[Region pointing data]

*** Begin section ***

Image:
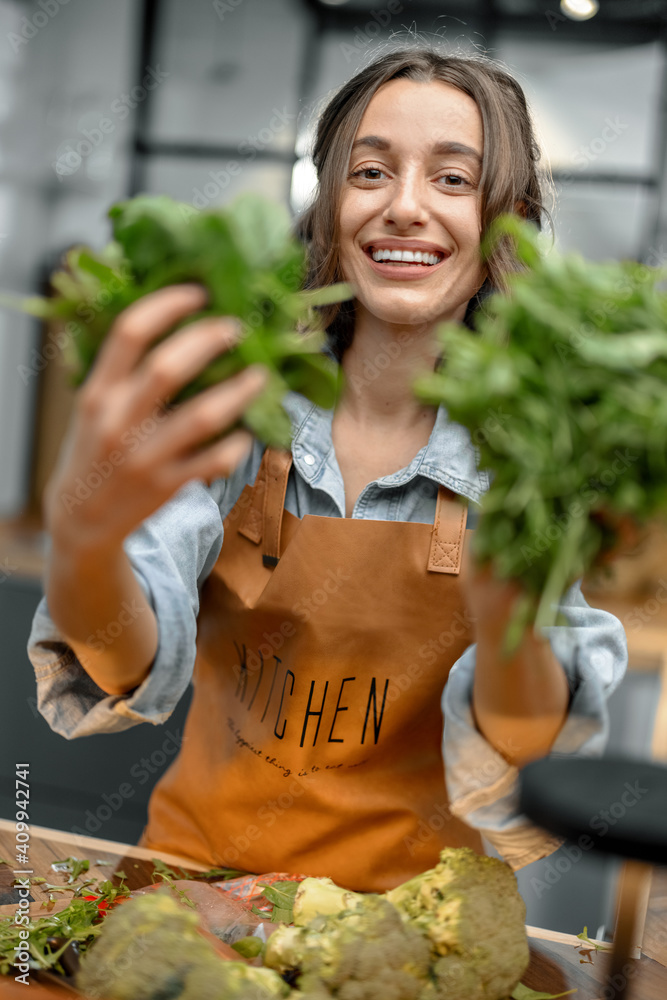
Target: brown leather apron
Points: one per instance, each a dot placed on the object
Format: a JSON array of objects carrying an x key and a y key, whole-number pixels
[{"x": 314, "y": 739}]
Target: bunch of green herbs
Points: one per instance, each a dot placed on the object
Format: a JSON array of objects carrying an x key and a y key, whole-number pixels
[
  {"x": 563, "y": 387},
  {"x": 252, "y": 268}
]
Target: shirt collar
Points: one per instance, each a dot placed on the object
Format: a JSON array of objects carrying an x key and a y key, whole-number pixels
[{"x": 450, "y": 457}]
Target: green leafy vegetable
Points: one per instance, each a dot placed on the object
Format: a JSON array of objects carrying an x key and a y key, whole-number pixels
[
  {"x": 563, "y": 388},
  {"x": 79, "y": 921},
  {"x": 281, "y": 894},
  {"x": 522, "y": 992},
  {"x": 252, "y": 268},
  {"x": 249, "y": 947}
]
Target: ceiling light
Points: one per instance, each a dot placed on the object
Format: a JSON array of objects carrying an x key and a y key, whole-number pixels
[{"x": 580, "y": 10}]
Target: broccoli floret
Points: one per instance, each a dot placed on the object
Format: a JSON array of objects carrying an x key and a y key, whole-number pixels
[
  {"x": 365, "y": 953},
  {"x": 150, "y": 949},
  {"x": 470, "y": 910},
  {"x": 234, "y": 981},
  {"x": 467, "y": 908},
  {"x": 316, "y": 897}
]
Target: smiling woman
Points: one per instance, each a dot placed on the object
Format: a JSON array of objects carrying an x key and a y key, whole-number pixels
[
  {"x": 326, "y": 649},
  {"x": 476, "y": 123}
]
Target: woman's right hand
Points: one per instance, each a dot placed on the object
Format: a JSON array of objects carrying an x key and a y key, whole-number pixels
[{"x": 126, "y": 452}]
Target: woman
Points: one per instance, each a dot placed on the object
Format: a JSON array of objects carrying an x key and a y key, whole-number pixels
[{"x": 327, "y": 647}]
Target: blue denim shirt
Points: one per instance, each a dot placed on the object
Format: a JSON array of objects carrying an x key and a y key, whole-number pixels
[{"x": 174, "y": 550}]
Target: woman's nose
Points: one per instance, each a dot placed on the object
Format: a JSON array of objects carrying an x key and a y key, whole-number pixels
[{"x": 407, "y": 203}]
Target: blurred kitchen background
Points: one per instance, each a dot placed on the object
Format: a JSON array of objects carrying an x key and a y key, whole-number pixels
[{"x": 200, "y": 99}]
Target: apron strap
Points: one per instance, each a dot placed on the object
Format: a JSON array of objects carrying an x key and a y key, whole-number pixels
[
  {"x": 448, "y": 534},
  {"x": 263, "y": 516}
]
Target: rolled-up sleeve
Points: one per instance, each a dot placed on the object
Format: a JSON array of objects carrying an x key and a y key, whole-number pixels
[
  {"x": 171, "y": 553},
  {"x": 483, "y": 788}
]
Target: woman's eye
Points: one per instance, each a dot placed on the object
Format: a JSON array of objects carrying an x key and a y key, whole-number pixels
[
  {"x": 367, "y": 170},
  {"x": 454, "y": 180}
]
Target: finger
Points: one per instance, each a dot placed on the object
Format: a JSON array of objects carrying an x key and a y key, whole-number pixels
[
  {"x": 137, "y": 327},
  {"x": 218, "y": 461},
  {"x": 198, "y": 420},
  {"x": 174, "y": 363}
]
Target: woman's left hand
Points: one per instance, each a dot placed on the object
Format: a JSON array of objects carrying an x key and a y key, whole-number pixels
[{"x": 520, "y": 701}]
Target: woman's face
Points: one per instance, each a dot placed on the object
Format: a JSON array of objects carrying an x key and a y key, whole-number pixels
[{"x": 413, "y": 185}]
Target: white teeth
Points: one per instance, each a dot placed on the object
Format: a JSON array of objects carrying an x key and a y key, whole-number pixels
[{"x": 409, "y": 256}]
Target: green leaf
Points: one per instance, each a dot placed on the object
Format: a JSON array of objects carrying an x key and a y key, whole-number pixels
[
  {"x": 281, "y": 894},
  {"x": 249, "y": 947},
  {"x": 522, "y": 992},
  {"x": 260, "y": 228}
]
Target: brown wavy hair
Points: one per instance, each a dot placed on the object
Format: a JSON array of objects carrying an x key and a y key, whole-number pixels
[{"x": 510, "y": 180}]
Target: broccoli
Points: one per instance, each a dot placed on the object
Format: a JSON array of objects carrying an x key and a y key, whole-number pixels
[
  {"x": 467, "y": 909},
  {"x": 150, "y": 949},
  {"x": 364, "y": 953},
  {"x": 470, "y": 910},
  {"x": 316, "y": 897}
]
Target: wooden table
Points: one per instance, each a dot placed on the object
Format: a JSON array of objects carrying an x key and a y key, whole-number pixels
[{"x": 558, "y": 961}]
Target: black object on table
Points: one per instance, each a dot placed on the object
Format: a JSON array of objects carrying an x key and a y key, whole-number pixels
[{"x": 620, "y": 804}]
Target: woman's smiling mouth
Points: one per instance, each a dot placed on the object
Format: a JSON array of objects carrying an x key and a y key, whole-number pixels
[{"x": 404, "y": 259}]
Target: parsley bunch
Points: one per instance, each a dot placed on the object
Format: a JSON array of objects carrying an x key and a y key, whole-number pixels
[
  {"x": 250, "y": 264},
  {"x": 563, "y": 386}
]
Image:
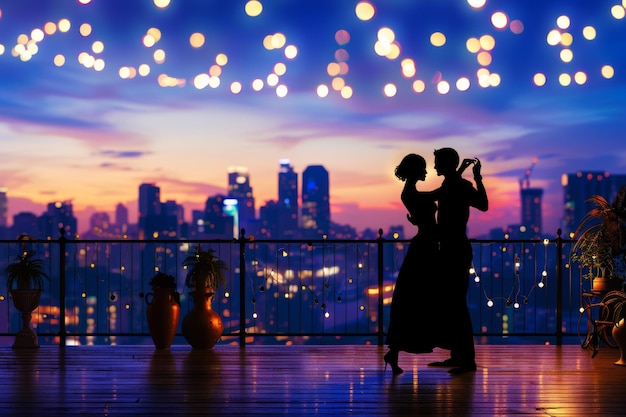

*** End section ***

What is needed:
Return every record exactly, without the pictures.

Finished task:
Image:
Target: brown leather apron
Points: one per instance, each a dot placed on the object
Format: a JSON array of objects carrying an x key and a y key, whole-number pixels
[{"x": 314, "y": 739}]
Target: bunch of green herbs
Points: one per instance, each a dot placed on the object
Format: a JSON array of objects carrying an x key and a y key, whole-number pixels
[
  {"x": 563, "y": 387},
  {"x": 252, "y": 268}
]
Target: shirt collar
Points: one per instance, each a dot placed on the object
Format: a JSON array of objects carrying an x key and a y key, whole-number pixels
[{"x": 450, "y": 457}]
Target: green leafy vegetable
Points: one per instance, each a dot placed on the object
Format: a JSON array of objects carrying an x key and a y key, whole-number pixels
[
  {"x": 563, "y": 388},
  {"x": 79, "y": 921},
  {"x": 281, "y": 894},
  {"x": 522, "y": 992},
  {"x": 252, "y": 268},
  {"x": 249, "y": 947}
]
Target: ceiling light
Points: one per instance, each a dot placed on the object
Format: a JSON array of objects carrying an x key and a y key, whole-number pixels
[{"x": 580, "y": 10}]
Target: broccoli floret
Points: one per instance, each a dot placed on the object
Format: a JSON array of objects carrying an x key and a y key, whole-number pixels
[
  {"x": 365, "y": 953},
  {"x": 150, "y": 949},
  {"x": 470, "y": 910},
  {"x": 234, "y": 981},
  {"x": 467, "y": 908},
  {"x": 316, "y": 897}
]
Target: smiling woman
Points: one per instance, each a dot placed on the object
Format: a JSON array of objects carrying an x key and a y key, whole-number pixels
[
  {"x": 326, "y": 649},
  {"x": 476, "y": 123}
]
Target: woman's right hand
Points: one per instance, each a dot placed on the object
Format: a JSON array of objects carrying an x key and a y key, whole-number pixels
[{"x": 126, "y": 452}]
Target: woman
Points: one per instance, each a dot placed on the object
Format: a JSON array of objects carrying an x key and a y key, whole-number pixels
[{"x": 327, "y": 647}]
Target: blue denim shirt
Points: one per instance, each a dot placed on the object
Format: a JSON array of objects carrying an x key and a y key, whole-number pixels
[{"x": 174, "y": 550}]
Target: woman's nose
Points: one per instance, each a dot placed on the object
Format: a JSON array of objects carrying an x key and a y key, whole-number pixels
[{"x": 407, "y": 203}]
Target: blurred kitchen background
Points: one per instance, each a dot placed on the object
Format: a JSON array of objects carrying an x key and a y key, whole-number pixels
[{"x": 200, "y": 99}]
Target: apron strap
Points: one per instance, each a dot placed on the object
Format: a JSON array of objects carrying an x key and a y key, whole-number pixels
[
  {"x": 448, "y": 534},
  {"x": 263, "y": 516}
]
Target: rolled-up sleeve
Points: one per instance, each a dot placed on the object
Format: a JSON array of objects carrying an x key and a y key, whole-number pixels
[
  {"x": 171, "y": 553},
  {"x": 483, "y": 788}
]
Target: woman's eye
Points: one per instance, each a dot placed on the object
Format: a JSON array of objects carrying an x key and a y key, whole-number pixels
[
  {"x": 367, "y": 170},
  {"x": 454, "y": 180}
]
Target: finger
Points: one per instance, each a dot placed on the object
Format: a JSON array of objects carrying an x key and a y key, whole-number pixels
[
  {"x": 137, "y": 327},
  {"x": 218, "y": 461},
  {"x": 198, "y": 420},
  {"x": 174, "y": 363}
]
Target: woman's left hand
Points: one per instance, each a dot placed on the object
Format: a JSON array of objects carrying an x key and a y key, whole-number pixels
[{"x": 520, "y": 701}]
Target: woman's face
Points: one per instance, each a dot placed on the object
Format: a JSON array of objects carrying an x key and a y key, whole-number pixels
[{"x": 413, "y": 185}]
Target: white teeth
Points: one per instance, each a dot placed on the object
Format: a JSON array of objects carrying an x key and a y key, whole-number pixels
[{"x": 409, "y": 256}]
Target: green leaf
Points: one per instance, each a dot placed on the object
Format: a JSON array of objects carrying an x key and a y key, whole-number pixels
[
  {"x": 281, "y": 894},
  {"x": 249, "y": 947},
  {"x": 522, "y": 992},
  {"x": 260, "y": 228}
]
Target: brown wavy hair
Points: one per instance, each a dot placed on the object
Format: a JSON array of objects carrying an x key and a y key, whole-number pixels
[{"x": 510, "y": 180}]
Target: broccoli
Points: one per instance, each a dot placed on the object
Format: a JSON array of objects carrying an x key and a y key, whole-number pixels
[
  {"x": 467, "y": 909},
  {"x": 150, "y": 949},
  {"x": 364, "y": 953},
  {"x": 470, "y": 910},
  {"x": 316, "y": 897}
]
Target: wooden table
Points: one per instance, each a dot placed on the object
Format: a JSON array of objects carrying an x key and a y key, whole-number pixels
[{"x": 558, "y": 961}]
Target: black object on table
Points: one per instance, each a dot placed on the object
Format: a JSON array of objects carrying an x key and a y key, whole-number pixels
[{"x": 620, "y": 804}]
Target: woman's smiling mouth
Points: one per instance, each a dot placed on the object
Format: a JSON array of objects carrying an x key and a y key, whole-number pixels
[{"x": 404, "y": 259}]
Target: parsley bunch
Points: one per instance, each a dot placed on the object
Format: a JSON array of objects carrying an x key and a y key, whole-number pixels
[
  {"x": 250, "y": 264},
  {"x": 563, "y": 386}
]
Image:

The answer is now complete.